EXTRACT PROVIDED:
# Need help identifying 3 pistols



## Williamhoop1 (Dec 19, 2016)

Top is a single barrel smooth bore around 18" and is only marked f. Copeland on the whole gun, other is a Montenegrin gasser, don't know anything about it it's probably worthless, now next is an odd little pistol a .25 caliber DAO revolver that the cylinder swings out to the side instead of down, the only marking on the whole gun is "made in germany" any info on these would be appreciated


----------



## CW (Mar 20, 2015)

First one looks like some kind of "boot gun" appears to be Copeland firearms from Sterling Mass. Still looking for more info....


----------



## Williamhoop1 (Dec 19, 2016)

Thanks


----------



## CW (Mar 20, 2015)

The gasser doesn't appear to match any searches. The cylinder rod and ejector appear replaced. I wonder if it was damaged and poorly rebuilt.

WRITTEN TASK 1: Please turn the part of the entries that opens with the line containing "Check the image above for the presence of any white ceiling." and closes with the line containing "156 423 224 466" into a numbered list, leaving out blank lines.

RECORDS FOR THE EXERCISE:

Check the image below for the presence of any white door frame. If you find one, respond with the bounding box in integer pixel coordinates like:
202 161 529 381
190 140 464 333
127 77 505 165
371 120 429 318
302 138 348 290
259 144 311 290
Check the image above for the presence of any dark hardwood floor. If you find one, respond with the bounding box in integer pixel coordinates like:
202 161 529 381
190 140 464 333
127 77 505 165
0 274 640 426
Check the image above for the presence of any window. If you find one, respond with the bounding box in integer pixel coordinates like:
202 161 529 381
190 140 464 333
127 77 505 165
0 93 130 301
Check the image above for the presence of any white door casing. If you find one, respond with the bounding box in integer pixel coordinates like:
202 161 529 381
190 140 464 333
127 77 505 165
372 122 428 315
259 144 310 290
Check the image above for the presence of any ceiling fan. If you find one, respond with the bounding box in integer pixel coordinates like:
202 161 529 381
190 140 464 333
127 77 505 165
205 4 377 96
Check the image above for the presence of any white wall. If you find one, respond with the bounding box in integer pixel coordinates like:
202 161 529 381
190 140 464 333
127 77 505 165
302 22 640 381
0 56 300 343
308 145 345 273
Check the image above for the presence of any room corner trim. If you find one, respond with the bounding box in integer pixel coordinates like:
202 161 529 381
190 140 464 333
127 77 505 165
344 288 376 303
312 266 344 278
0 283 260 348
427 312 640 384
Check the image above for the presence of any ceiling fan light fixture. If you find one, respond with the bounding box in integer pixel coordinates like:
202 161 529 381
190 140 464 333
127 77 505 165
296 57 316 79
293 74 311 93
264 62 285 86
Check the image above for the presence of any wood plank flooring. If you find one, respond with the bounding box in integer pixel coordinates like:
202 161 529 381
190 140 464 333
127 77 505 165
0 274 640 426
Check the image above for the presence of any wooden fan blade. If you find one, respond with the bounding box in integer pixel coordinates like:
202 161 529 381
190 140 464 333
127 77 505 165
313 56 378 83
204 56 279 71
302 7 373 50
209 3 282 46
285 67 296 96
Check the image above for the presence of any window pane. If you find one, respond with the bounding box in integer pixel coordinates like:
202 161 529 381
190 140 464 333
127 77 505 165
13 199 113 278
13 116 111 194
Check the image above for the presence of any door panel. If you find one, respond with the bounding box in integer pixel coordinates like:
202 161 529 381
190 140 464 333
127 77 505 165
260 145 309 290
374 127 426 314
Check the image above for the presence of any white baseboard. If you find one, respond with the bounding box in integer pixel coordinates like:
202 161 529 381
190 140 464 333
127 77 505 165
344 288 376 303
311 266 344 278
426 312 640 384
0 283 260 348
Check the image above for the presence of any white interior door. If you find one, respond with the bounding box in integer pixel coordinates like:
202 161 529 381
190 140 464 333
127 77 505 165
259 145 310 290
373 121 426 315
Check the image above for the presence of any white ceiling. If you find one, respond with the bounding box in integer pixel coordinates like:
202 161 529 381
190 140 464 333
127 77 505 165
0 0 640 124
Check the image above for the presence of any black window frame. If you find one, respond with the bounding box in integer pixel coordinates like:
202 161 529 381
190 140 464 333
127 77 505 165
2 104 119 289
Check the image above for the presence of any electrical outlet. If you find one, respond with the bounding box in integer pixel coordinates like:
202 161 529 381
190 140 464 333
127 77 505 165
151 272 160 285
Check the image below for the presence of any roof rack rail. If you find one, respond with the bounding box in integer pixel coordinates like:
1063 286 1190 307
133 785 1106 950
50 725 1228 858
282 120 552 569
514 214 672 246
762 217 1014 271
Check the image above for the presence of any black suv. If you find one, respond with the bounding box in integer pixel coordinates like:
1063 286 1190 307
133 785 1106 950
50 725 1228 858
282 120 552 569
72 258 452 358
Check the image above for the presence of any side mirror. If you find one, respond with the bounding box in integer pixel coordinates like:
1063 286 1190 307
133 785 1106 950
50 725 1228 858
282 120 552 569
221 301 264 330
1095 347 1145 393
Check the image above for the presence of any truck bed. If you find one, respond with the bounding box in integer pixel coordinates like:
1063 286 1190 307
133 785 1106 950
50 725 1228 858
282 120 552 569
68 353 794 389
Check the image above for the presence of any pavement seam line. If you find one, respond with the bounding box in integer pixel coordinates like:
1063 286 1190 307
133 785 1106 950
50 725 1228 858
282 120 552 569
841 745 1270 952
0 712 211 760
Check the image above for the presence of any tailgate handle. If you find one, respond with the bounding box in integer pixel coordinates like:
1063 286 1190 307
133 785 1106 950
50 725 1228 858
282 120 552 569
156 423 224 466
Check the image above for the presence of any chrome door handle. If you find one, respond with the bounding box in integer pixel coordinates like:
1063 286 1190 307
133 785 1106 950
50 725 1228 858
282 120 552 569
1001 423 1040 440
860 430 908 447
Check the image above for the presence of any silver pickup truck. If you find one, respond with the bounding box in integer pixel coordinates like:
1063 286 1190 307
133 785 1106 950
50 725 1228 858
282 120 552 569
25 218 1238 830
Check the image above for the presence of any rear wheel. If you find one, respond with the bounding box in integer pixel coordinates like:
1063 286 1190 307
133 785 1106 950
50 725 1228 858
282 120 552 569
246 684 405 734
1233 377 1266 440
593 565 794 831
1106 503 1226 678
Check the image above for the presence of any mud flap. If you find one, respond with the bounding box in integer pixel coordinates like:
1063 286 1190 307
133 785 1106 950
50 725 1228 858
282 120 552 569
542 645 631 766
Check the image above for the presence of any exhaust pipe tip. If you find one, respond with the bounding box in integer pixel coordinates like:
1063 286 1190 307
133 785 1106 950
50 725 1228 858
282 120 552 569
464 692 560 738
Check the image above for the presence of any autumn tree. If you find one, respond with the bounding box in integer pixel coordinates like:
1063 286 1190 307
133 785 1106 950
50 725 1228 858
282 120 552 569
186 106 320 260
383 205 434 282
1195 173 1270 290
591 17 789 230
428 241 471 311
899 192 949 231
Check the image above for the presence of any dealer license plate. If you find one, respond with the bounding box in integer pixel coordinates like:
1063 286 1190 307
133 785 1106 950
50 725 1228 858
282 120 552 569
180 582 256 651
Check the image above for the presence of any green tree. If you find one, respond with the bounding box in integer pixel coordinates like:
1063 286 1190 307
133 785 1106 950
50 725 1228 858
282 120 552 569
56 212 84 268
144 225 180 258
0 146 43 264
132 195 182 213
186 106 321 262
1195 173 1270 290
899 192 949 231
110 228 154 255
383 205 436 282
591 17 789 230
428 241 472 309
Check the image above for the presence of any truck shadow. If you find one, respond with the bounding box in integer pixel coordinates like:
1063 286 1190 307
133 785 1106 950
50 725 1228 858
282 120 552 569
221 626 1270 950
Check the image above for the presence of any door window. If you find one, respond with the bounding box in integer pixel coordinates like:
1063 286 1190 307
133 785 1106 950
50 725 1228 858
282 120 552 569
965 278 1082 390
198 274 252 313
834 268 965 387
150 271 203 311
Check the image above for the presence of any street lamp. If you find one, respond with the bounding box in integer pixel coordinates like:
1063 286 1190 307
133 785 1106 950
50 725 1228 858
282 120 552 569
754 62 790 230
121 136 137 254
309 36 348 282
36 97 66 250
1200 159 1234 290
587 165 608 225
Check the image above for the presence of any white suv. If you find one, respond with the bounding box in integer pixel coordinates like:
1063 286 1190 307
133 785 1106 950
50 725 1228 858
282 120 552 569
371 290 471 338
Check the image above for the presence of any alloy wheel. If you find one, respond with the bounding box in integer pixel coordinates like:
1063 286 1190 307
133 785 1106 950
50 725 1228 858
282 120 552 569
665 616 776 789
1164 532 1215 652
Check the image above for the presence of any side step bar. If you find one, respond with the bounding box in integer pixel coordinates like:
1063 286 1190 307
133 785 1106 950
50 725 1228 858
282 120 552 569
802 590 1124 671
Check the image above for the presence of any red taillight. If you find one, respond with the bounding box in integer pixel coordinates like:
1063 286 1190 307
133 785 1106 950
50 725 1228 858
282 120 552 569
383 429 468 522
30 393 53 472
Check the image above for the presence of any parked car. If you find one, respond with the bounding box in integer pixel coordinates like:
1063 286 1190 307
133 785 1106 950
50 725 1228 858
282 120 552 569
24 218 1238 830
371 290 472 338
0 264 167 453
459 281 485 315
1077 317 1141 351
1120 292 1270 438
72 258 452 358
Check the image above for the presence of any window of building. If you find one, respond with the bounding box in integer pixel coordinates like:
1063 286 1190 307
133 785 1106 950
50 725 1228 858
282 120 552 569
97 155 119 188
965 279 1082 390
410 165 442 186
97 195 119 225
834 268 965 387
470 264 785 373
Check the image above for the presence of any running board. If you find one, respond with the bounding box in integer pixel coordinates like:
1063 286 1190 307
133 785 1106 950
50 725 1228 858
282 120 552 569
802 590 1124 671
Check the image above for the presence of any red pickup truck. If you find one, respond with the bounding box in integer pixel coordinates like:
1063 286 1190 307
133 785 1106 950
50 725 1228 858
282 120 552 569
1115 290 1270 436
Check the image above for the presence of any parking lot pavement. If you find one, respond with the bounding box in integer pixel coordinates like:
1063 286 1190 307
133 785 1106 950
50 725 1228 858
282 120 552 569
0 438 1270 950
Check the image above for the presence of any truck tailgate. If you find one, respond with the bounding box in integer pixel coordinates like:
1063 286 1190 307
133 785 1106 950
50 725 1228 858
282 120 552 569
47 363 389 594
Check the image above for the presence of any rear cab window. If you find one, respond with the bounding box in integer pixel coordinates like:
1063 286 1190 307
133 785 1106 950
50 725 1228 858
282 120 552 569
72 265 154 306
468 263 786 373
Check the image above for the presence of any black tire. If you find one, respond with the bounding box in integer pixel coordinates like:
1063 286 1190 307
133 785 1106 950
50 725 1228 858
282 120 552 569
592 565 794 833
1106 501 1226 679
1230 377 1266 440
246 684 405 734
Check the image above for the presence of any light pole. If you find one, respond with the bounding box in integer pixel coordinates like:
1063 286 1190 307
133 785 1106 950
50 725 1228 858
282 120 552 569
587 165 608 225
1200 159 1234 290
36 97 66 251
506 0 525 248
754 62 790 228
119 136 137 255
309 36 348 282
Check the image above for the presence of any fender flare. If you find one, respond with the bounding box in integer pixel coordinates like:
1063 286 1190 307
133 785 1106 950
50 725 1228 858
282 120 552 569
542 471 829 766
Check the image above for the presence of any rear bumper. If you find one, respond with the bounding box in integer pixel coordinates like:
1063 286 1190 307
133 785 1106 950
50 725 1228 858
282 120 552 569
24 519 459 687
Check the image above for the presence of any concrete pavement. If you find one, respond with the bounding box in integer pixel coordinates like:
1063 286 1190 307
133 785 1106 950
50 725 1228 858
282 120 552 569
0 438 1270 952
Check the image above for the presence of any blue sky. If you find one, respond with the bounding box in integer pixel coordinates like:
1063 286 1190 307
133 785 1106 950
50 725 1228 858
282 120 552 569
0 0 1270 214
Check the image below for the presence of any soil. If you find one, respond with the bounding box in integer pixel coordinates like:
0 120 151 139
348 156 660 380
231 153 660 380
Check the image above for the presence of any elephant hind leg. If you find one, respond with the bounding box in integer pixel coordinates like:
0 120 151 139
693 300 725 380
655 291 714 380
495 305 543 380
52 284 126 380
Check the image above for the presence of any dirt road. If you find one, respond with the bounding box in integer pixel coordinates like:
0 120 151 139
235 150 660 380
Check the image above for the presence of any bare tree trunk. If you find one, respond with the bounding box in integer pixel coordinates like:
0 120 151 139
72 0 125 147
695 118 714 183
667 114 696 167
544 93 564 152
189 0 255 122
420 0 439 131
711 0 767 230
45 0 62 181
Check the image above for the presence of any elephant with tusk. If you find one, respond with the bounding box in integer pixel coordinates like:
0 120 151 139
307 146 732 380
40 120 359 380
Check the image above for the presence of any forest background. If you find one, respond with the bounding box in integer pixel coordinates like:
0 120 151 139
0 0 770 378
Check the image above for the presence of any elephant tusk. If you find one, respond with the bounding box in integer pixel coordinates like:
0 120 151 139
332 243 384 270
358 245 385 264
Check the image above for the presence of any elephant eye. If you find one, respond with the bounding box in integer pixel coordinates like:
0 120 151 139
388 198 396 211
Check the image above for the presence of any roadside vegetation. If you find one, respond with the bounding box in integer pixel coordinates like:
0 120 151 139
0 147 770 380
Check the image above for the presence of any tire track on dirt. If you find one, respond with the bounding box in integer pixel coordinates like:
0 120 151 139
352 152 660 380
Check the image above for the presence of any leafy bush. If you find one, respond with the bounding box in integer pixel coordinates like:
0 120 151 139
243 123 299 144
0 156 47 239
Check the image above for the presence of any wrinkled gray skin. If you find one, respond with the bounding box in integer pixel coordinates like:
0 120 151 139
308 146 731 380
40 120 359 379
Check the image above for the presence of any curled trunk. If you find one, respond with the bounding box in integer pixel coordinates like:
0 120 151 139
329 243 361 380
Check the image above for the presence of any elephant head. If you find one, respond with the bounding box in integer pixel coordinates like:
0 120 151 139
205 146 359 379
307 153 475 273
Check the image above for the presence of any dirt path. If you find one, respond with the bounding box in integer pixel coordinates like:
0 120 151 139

WRITTEN TASK 2: In the pistol identification thread, why does CW wonder whether the gasser was damaged and poorly rebuilt?

WORKED ANSWER 1:
1. Check the image above for the presence of any white ceiling. If you find one, respond with the bounding box in integer pixel coordinates like:
2. 202 161 529 381
3. 190 140 464 333
4. 127 77 505 165
5. 0 0 640 124
6. Check the image above for the presence of any black window frame. If you find one, respond with the bounding box in integer pixel coordinates like:
7. 202 161 529 381
8. 190 140 464 333
9. 127 77 505 165
10. 2 104 119 289
11. Check the image above for the presence of any electrical outlet. If you find one, respond with the bounding box in integer pixel coordinates like:
12. 202 161 529 381
13. 190 140 464 333
14. 127 77 505 165
15. 151 272 160 285
16. Check the image below for the presence of any roof rack rail. If you find one, respond with the bounding box in integer pixel coordinates like:
17. 1063 286 1190 307
18. 133 785 1106 950
19. 50 725 1228 858
20. 282 120 552 569
21. 514 214 672 246
22. 762 217 1014 271
23. Check the image above for the presence of any black suv. If you find one, respond with the bounding box in integer pixel coordinates like:
24. 1063 286 1190 307
25. 133 785 1106 950
26. 50 725 1228 858
27. 282 120 552 569
28. 72 258 452 358
29. Check the image above for the presence of any side mirror. If you find one, respond with the bounding box in integer pixel coordinates like:
30. 1063 286 1190 307
31. 133 785 1106 950
32. 50 725 1228 858
33. 282 120 552 569
34. 221 301 264 330
35. 1095 347 1145 393
36. Check the image above for the presence of any truck bed. If you find one, respond with the bounding box in integer pixel coordinates like:
37. 1063 286 1190 307
38. 133 785 1106 950
39. 50 725 1228 858
40. 282 120 552 569
41. 68 353 794 389
42. Check the image above for the presence of any pavement seam line. If you find one, respond with the bounding box in integer pixel coordinates like:
43. 1063 286 1190 307
44. 133 785 1106 950
45. 50 725 1228 858
46. 282 120 552 569
47. 841 745 1270 952
48. 0 712 211 760
49. Check the image above for the presence of any tailgate handle. If you find one, respond with the bounding box in integer pixel coordinates like:
50. 1063 286 1190 307
51. 133 785 1106 950
52. 50 725 1228 858
53. 282 120 552 569
54. 156 423 224 466

WORKED ANSWER 2: CW notes that the gasser's cylinder rod and ejector appear to have been replaced, which prompts the thought that the gun may have been damaged and then poorly rebuilt.